CHIM (bool, optional) – Use CHIM method: Dropping observations with extreme values of the propensity score - CHIM (2009)
verbose (bool, optional) – Print progress information.
fitargs1 (dict, optional) – Arguments for fitting the outcome stage model.
fitargsq1 (dict, optional) – Arguments for fitting the q1 stage model.
fitargsy (dict, optional) – Arguments for fitting the one stage outcome model.
fitargsa (dict, optional) – Arguments for fitting the one stage action model.
opts (dict, optional) – Additional options.

_calculate_confidence_interval(theta, theta_var, theta_cov)[source]

Calculate the confidence interval for the given estimates.

Parameters

theta (array-like) – Estimated values.
theta_var (array-like) – Variance of the estimates.
theta_cov (array-like) – Covariance matrix of the estimates.

Returns

Lower and upper bounds of the confidence intervals.

Return type

array-like

_localization(V, v_val, bw)[source]

Perform localization using kernel density estimation.

Parameters

V (array-like) – Localization covariates.
v_val (array-like) – Values for localization.
bw (float) – Bandwidth for localization.

Returns

Weights for localization.

Return type

array-like

_nnpivfit_action_m(ps_hat_0, ps_hat_00, D, M, W, X, Z, alfa=0.0)[source]

Fit the mediated action model using nonparametric instrumental variables.

Parameters

ps_hat_0 (array-like) – Estimated propensity scores for control group.
ps_hat_00 (array-like) – Estimated propensity scores for mediated control group.
D (array-like) – Treatment variable.
M (array-like) – Mediator variable.
W (array-like) – Negative control outcome.
X (array-like) – Covariates.
Z (array-like) – Instrumental variable.
alfa (float, optional) – Threshold alpha for propensity scores.

Returns

Fitted models for mediated action.

Return type

tuple

_nnpivfit_outcome_m(Y, D, M, W, X, Z)[source]

Fit the mediated outcome model using nonparametric instrumental variables.

Parameters

Y (array-like) – Outcome variable.
D (array-like) – Treatment variable.
M (array-like) – Mediator variable.

====================

*Problems and tasks:*
1. In the method documentation, what return type is listed for _nnpivfit_action_m?
2. Extend the method documentation beyond its last line, keeping the same layout of parameter entries.

====================

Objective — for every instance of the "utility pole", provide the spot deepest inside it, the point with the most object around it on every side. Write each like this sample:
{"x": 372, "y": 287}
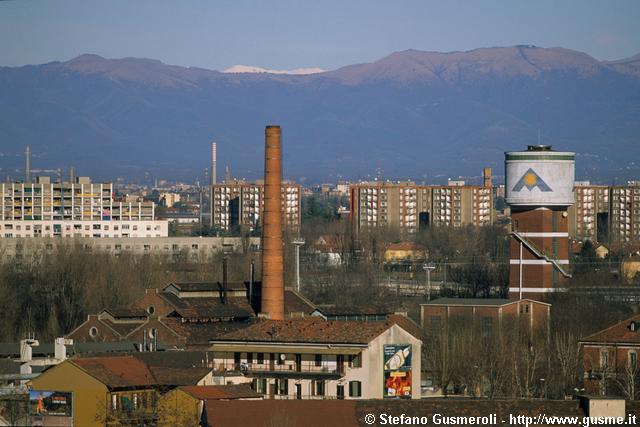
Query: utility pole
{"x": 297, "y": 243}
{"x": 428, "y": 268}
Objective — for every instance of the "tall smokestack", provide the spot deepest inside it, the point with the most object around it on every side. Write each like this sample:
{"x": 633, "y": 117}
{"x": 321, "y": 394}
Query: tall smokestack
{"x": 27, "y": 170}
{"x": 272, "y": 243}
{"x": 486, "y": 174}
{"x": 214, "y": 162}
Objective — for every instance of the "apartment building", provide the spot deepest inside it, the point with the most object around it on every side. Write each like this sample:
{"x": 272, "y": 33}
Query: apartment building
{"x": 312, "y": 358}
{"x": 73, "y": 209}
{"x": 606, "y": 213}
{"x": 411, "y": 207}
{"x": 240, "y": 203}
{"x": 624, "y": 213}
{"x": 459, "y": 205}
{"x": 589, "y": 216}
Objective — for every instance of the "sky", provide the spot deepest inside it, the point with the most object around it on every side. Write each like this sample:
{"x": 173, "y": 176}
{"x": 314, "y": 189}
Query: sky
{"x": 286, "y": 34}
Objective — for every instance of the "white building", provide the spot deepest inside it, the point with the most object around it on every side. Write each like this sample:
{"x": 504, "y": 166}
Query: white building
{"x": 312, "y": 358}
{"x": 73, "y": 209}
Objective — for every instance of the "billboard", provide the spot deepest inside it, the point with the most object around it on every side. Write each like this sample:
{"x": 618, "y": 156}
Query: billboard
{"x": 397, "y": 371}
{"x": 51, "y": 408}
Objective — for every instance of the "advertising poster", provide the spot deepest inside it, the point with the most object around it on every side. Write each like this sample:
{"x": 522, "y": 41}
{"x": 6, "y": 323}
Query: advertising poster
{"x": 397, "y": 371}
{"x": 51, "y": 408}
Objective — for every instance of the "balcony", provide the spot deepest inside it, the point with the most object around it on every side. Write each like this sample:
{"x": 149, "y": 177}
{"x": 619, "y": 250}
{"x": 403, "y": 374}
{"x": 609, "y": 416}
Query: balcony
{"x": 304, "y": 369}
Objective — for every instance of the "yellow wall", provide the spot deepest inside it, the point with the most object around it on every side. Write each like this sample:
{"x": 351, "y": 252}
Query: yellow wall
{"x": 89, "y": 394}
{"x": 630, "y": 269}
{"x": 403, "y": 255}
{"x": 177, "y": 408}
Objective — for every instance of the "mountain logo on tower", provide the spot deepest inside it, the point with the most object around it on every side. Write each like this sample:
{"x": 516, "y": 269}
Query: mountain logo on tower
{"x": 531, "y": 180}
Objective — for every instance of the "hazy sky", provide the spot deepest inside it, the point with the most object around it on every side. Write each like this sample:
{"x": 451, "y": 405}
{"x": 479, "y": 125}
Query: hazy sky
{"x": 290, "y": 34}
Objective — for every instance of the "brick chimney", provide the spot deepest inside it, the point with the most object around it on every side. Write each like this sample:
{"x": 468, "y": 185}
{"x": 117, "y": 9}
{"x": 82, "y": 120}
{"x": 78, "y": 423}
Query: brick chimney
{"x": 272, "y": 304}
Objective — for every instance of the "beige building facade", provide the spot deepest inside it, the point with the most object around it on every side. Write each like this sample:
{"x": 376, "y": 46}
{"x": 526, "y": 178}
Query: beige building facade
{"x": 387, "y": 365}
{"x": 411, "y": 207}
{"x": 240, "y": 203}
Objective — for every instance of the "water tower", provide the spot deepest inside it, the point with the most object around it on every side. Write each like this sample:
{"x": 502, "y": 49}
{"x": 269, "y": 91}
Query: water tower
{"x": 539, "y": 190}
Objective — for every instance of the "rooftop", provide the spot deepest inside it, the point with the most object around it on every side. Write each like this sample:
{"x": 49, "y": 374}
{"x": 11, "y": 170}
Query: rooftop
{"x": 484, "y": 302}
{"x": 619, "y": 333}
{"x": 222, "y": 392}
{"x": 315, "y": 330}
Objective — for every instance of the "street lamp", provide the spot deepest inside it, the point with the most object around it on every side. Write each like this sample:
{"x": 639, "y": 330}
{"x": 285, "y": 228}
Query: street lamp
{"x": 428, "y": 268}
{"x": 544, "y": 386}
{"x": 297, "y": 243}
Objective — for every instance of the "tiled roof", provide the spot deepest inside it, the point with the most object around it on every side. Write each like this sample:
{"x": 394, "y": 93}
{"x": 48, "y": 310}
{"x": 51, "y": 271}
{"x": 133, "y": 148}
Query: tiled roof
{"x": 489, "y": 302}
{"x": 222, "y": 392}
{"x": 199, "y": 334}
{"x": 618, "y": 333}
{"x": 310, "y": 330}
{"x": 125, "y": 312}
{"x": 209, "y": 307}
{"x": 123, "y": 329}
{"x": 294, "y": 302}
{"x": 172, "y": 376}
{"x": 207, "y": 286}
{"x": 174, "y": 359}
{"x": 332, "y": 310}
{"x": 133, "y": 371}
{"x": 116, "y": 371}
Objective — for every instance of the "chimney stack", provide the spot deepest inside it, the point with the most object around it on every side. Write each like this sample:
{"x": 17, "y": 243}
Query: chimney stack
{"x": 272, "y": 304}
{"x": 214, "y": 163}
{"x": 27, "y": 171}
{"x": 486, "y": 174}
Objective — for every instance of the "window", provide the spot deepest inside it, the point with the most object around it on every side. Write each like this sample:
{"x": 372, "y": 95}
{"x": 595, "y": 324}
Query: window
{"x": 355, "y": 389}
{"x": 260, "y": 385}
{"x": 604, "y": 359}
{"x": 434, "y": 321}
{"x": 282, "y": 386}
{"x": 355, "y": 360}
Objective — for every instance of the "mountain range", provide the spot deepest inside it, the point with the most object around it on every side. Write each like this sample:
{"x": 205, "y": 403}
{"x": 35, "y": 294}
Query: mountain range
{"x": 410, "y": 115}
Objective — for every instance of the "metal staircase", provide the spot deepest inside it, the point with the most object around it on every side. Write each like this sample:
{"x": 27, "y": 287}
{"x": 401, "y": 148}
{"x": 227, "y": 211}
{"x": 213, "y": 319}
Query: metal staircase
{"x": 537, "y": 252}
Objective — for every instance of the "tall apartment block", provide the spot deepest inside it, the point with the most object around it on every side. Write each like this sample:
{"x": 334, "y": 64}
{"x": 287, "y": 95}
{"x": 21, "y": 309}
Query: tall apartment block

====================

*Answers for this exercise:*
1. tuple

2.
W (array-like) – Negative control outcome.
X (array-like) – Covariates.
Z (array-like) – Instrumental variable.

Returns

Fitted models for treatment and control groups.

Return type

tuple

_npivfit_action(ps_hat_1, W, X, Z, alfa=0.0)[source]

Fit the action model using nonparametric instrumental variables.

Parameters

ps_hat_1 (array-like) – Estimated propensity scores.
W (array-like) – Negative control outcome.
X (array-like) – Covariates.
Z (array-like) – Instrumental variable.
alfa (float, optional) – Threshold alpha for propensity scores.

Returns

Fitted model for the action.

Return type

object

_npivfit_outcome(Y, D, X, Z)[source]

Fit the outcome model using nonparametric instrumental variables.

Parameters

Y (array-like) – Outcome variable.
D (array-like) – Treatment variable.
X (array-like) – Covariates.
Z (array-like) – Instrumental variable.

Returns

Fitted model.

Return type

object

_process_fold(fold_idx, train_data, test_data)[source]

Process a single fold for cross-validation.

Parameters

fold_idx (int) – Fold index.
train_data (tuple) – Training data for the fold.
test_data (tuple) – Testing data for the fold.

Returns

Estimated moment functions for the test data.

Return type

array-like

_propensity_score(M, X, W, D)[source]

Estimate the propensity score.

Parameters

M (array-like) – Mediator variable.
X (array-like) – Covariates.
W (array-like) – Negative control outcome.
D (array-like) – Treatment variable.

Returns

Estimated propensity scores and threshold alpha.

Return type

tuple

_scores_Y1(train_Y, train_D, train_M, train_W, train_X, train_Z, test_Y, test_D, test_X, test_Z)[source]

Calculate the scores for the Y1 estimand.

Parameters

train_Y (array-like) – Training outcome variable.
train_D (array-like) – Training treatment variable.
train_M (array-like) – Training mediator variable.
train_W (array-like) – Training negative control outcome.
train_X (array-like) – Training covariates.
train_Z (array-like) – Training instrumental variable.
test_Y (array-like) – Testing outcome variable.
test_D (array-like) – Testing treatment variable.
test_X (array-like) – Testing covariates.
test_Z (array-like) – Testing instrumental variable.

Returns

Estimated moment functions for the test data.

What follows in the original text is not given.